§ **EXERCISE INSTRUCTIONS**: Report how many lines of the records below contain the string "boot", treating uppercase and lowercase as different. Give only the number.

------ ENTRIES ------

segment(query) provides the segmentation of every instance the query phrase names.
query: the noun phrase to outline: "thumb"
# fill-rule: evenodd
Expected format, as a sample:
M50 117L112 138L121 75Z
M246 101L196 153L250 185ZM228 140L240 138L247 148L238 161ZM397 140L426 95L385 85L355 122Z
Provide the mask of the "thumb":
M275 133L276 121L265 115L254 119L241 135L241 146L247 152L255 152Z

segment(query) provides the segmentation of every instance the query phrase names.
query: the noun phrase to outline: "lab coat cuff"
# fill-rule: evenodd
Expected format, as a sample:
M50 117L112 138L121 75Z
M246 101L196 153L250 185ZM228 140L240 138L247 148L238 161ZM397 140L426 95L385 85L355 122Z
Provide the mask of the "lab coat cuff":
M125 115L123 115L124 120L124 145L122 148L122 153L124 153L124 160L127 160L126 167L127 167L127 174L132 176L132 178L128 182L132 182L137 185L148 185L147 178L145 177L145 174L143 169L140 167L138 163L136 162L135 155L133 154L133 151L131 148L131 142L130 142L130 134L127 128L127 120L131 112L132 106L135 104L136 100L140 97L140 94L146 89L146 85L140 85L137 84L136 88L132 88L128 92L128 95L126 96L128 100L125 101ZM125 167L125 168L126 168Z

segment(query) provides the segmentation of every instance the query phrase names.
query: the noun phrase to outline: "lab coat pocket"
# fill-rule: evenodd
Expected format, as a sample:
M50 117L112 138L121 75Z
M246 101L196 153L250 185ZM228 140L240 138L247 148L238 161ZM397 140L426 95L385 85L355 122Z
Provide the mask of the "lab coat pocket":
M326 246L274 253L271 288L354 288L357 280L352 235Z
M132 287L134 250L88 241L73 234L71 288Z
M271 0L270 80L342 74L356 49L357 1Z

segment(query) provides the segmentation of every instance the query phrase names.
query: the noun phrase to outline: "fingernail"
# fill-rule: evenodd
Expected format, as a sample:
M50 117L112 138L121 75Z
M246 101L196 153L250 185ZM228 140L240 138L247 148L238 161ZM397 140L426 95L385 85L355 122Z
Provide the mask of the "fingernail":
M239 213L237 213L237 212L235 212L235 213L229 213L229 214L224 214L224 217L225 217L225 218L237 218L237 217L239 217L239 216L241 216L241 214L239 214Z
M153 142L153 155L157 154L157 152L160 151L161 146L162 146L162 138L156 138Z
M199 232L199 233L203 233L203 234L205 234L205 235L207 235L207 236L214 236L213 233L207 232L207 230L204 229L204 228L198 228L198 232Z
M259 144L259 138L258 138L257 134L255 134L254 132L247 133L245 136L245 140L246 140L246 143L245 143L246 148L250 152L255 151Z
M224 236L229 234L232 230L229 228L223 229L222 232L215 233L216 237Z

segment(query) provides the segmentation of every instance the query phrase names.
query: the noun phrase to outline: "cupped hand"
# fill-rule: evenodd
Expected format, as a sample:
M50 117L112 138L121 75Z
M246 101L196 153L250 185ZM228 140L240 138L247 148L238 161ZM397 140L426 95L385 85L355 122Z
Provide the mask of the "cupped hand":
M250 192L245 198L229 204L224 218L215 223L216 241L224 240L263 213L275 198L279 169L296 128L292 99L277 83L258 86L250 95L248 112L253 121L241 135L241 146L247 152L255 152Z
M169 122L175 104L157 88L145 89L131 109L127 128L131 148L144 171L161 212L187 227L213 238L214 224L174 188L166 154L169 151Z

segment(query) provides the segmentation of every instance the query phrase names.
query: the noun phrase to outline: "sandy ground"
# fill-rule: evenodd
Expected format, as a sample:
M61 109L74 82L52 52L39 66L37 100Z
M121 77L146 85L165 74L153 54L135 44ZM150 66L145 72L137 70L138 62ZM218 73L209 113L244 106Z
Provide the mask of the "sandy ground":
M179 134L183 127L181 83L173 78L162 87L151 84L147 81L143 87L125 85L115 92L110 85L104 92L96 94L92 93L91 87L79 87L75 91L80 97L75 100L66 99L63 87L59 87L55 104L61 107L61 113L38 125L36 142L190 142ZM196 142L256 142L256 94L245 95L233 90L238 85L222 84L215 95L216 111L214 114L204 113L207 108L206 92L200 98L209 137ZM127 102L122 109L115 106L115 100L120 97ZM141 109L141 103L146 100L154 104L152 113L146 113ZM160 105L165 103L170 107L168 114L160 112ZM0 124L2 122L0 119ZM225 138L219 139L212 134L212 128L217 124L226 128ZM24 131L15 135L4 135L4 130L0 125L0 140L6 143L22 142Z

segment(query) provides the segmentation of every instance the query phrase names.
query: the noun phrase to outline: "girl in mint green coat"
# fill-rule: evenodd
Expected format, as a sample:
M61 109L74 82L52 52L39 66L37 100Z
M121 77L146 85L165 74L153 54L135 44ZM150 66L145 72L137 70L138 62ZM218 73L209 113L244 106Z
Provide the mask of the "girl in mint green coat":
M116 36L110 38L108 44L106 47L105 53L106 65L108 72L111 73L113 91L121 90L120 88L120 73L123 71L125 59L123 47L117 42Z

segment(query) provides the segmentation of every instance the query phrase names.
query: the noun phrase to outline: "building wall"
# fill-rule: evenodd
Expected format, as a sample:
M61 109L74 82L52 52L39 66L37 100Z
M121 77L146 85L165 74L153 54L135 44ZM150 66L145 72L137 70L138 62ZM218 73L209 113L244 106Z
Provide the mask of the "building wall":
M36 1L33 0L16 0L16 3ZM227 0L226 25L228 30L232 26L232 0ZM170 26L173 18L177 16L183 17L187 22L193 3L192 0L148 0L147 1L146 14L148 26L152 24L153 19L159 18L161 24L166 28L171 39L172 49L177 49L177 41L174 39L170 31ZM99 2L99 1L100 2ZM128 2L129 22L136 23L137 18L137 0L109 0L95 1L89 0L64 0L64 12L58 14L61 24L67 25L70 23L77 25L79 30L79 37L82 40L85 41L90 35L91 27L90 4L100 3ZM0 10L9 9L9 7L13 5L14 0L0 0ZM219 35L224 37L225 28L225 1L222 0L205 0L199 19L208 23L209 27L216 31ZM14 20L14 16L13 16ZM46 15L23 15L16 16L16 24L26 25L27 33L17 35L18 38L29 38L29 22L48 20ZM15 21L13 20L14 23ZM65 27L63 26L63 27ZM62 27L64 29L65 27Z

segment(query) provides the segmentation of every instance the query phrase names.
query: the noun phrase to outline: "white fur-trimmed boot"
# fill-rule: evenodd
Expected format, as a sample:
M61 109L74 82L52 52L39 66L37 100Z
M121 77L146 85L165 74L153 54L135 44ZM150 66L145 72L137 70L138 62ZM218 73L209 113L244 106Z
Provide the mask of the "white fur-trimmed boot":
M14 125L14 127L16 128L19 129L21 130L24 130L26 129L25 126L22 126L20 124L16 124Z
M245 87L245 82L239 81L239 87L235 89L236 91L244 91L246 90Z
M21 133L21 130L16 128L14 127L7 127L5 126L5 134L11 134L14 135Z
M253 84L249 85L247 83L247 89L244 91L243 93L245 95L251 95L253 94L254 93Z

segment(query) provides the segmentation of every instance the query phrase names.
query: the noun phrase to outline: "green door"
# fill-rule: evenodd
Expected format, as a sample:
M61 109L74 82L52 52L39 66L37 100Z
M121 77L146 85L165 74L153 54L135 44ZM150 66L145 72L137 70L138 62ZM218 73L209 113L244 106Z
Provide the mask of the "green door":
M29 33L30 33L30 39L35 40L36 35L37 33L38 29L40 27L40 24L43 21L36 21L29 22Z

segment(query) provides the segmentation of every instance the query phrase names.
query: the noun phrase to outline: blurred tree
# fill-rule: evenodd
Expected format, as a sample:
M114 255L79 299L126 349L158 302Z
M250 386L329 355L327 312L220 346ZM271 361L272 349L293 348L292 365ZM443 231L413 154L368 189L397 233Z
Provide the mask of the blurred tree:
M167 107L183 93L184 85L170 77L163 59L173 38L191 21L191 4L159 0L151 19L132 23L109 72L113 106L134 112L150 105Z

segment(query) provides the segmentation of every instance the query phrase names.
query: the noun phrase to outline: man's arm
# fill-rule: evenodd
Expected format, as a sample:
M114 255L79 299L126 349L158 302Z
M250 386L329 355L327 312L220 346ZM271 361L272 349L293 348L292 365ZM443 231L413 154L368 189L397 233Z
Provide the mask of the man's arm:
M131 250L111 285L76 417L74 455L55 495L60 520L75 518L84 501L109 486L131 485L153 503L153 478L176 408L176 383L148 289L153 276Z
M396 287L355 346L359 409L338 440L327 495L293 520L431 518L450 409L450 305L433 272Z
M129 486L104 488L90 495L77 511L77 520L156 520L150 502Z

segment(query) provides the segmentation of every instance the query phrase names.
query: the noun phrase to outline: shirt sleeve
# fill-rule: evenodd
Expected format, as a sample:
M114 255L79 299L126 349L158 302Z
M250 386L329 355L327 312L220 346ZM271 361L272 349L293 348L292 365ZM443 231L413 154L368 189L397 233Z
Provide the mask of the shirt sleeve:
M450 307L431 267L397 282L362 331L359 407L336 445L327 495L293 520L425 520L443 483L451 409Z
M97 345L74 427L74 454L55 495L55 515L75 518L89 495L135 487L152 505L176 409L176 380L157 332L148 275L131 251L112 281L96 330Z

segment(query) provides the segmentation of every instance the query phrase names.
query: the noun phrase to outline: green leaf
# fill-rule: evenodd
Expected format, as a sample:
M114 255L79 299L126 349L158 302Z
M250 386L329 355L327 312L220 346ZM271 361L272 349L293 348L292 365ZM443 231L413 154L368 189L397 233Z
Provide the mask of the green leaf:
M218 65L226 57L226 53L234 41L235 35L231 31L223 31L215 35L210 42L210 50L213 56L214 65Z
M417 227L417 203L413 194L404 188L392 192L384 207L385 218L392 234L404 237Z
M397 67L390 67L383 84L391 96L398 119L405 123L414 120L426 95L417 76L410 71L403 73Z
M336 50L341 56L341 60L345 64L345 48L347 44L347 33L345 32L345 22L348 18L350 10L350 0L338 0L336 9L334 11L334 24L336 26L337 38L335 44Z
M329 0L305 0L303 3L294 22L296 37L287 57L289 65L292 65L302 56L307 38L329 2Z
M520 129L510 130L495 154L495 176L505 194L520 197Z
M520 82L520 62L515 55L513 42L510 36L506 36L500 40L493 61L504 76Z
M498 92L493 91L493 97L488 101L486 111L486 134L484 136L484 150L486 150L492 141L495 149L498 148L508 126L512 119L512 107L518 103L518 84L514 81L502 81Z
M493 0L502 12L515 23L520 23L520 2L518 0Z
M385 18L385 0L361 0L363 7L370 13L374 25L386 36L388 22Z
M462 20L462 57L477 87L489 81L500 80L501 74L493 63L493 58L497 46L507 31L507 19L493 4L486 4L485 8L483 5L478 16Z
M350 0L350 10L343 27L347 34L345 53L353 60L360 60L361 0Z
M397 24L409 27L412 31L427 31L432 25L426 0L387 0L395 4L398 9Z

------

§ **ANSWER TO THE EXERCISE**: 2